» **Reading text**
* START *

Comment 8 Don Zickus 2016-05-26 16:36:52 UTC
Hi,

Please test the following rpms to see if your issue has been resolved.  This is a rebase due to the large request of other features.  If this rebase causes issues with your usage, please let us know so we can futher evaluate how we want to distribute requested features by other customers.  The API should be backwards compatible if you have applications linking to the current hwloc-libs.

http://people.redhat.com/dzickus/rhel7/.hwloc_8d5e1809e13/

Cheers,
Don

Comment 9 Orion Poplawski 2016-06-27 15:16:37 UTC
Sorry for the delay.  Looks good to me.

Comment 11 Dimitry Andric 2016-08-16 11:23:50 UTC
Created attachment 1191220 [details]
Minimal patch to fix hwloc 1.7 segfault

FWIW, I have been using this minimized patch to fix the segfaults in hwloc.  This was easier for me deploy, and it has minimal impact, as far as I could determine.

Comment 12 Mike Gahagan 2016-09-14 18:11:46 UTC
Confirmed hwloc-1.11.2-1.el7 has fixed this issue.

Comment 14 errata-xmlrpc 2016-11-04 08:12:10 UTC
Since the problem described in this bug report should be
resolved in a recent advisory, it has been closed with a
resolution of ERRATA.

For information on the advisory, and where to find the updated
files, follow the link below.

If the solution does not work for you, open a new bug report.

https://rhn.redhat.com/errata/RHEA-2016-2535.html

* END *

» **Material provided**
* START *

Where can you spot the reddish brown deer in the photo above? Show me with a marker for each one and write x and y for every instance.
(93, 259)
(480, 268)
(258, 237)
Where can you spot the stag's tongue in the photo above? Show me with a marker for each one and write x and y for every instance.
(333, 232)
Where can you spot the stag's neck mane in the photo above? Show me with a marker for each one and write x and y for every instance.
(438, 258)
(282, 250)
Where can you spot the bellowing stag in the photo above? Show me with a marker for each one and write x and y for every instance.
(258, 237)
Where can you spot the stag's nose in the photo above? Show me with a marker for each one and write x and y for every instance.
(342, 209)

* END *
* START *

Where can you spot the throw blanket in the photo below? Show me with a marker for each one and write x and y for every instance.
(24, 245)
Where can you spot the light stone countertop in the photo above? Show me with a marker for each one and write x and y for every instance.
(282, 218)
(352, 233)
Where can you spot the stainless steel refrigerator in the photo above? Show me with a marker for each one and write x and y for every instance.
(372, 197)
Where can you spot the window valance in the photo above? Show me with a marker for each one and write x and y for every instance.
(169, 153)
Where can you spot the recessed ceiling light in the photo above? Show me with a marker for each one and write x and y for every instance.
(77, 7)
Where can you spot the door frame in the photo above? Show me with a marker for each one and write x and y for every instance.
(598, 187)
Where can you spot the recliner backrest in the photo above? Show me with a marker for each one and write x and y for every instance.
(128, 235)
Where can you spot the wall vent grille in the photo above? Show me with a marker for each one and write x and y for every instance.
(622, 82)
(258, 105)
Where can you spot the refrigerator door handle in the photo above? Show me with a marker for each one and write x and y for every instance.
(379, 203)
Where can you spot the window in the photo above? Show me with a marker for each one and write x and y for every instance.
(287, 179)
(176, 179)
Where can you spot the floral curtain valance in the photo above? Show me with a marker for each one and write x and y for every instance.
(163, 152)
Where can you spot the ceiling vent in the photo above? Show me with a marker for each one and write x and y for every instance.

* END *

» **Task prompt**
Write out the bug thread again, starting with "FWIW, I have" and going on through "resolution of ERRATA.", and substitute "crashes" for "segfaults". The items come from a source unrelated to the bug thread.

» **Answer to this task**
FWIW, I have been using this minimized patch to fix the crashes in hwloc.  This was easier for me deploy, and it has minimal impact, as far as I could determine.

Comment 12 Mike Gahagan 2016-09-14 18:11:46 UTC
Confirmed hwloc-1.11.2-1.el7 has fixed this issue.

Comment 14 errata-xmlrpc 2016-11-04 08:12:10 UTC
Since the problem described in this bug report should be
resolved in a recent advisory, it has been closed with a
resolution of ERRATA.